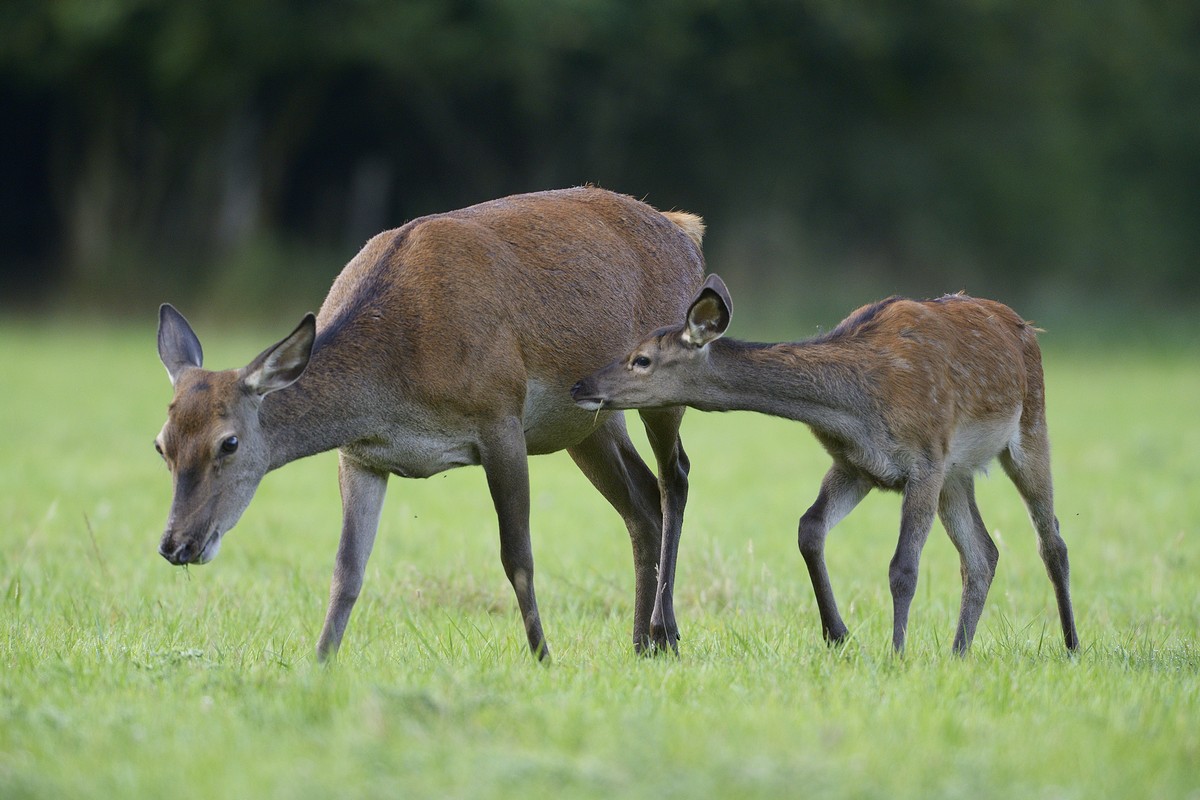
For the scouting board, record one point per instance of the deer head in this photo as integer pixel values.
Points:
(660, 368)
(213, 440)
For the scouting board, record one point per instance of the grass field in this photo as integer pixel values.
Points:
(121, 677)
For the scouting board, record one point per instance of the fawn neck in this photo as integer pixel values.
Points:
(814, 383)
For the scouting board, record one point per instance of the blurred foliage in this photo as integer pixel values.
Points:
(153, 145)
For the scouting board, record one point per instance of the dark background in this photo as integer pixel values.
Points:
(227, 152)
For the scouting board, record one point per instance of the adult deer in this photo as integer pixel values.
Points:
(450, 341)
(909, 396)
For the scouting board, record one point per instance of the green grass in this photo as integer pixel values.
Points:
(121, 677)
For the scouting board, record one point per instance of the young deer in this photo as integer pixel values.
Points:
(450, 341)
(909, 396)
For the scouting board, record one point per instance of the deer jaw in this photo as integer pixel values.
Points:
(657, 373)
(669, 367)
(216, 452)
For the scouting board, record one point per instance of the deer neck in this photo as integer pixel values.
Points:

---------------

Problem statement
Give exactly the lines from the one with "field in this photo as integer pixel values." to the end of the entries, nothing before them.

The reply
For the scouting board, record one point per instance of the grass field in this photo as integer pixel values.
Points:
(121, 677)
For the scouting board, record one point per instance of the fawn neck in this photo as integer pixel values.
Points:
(814, 383)
For the scouting board, record one point per instance of the blurred foliage in this photo as integer pixel values.
Points:
(153, 145)
For the scouting board, record one point per instance of the dark background in this photo as integer pixel values.
Points:
(227, 152)
For the scouting board, record one point per instance of the adult deer in this photo as integer pixel values.
Points:
(450, 341)
(909, 396)
For the scouting board, record one point per instance of the green grass in this photo as integer pixel values.
Points:
(121, 677)
For the scouting board, record one point per instance of the young deer in this photo as integer pixel values.
Points:
(450, 341)
(909, 396)
For the scouting board, record one point per instance of the deer jaw in this photo as integer pixel values.
Points:
(657, 373)
(669, 367)
(216, 452)
For the scouting board, record one point per instance of the deer neck in this photo as integer pixel values.
Points:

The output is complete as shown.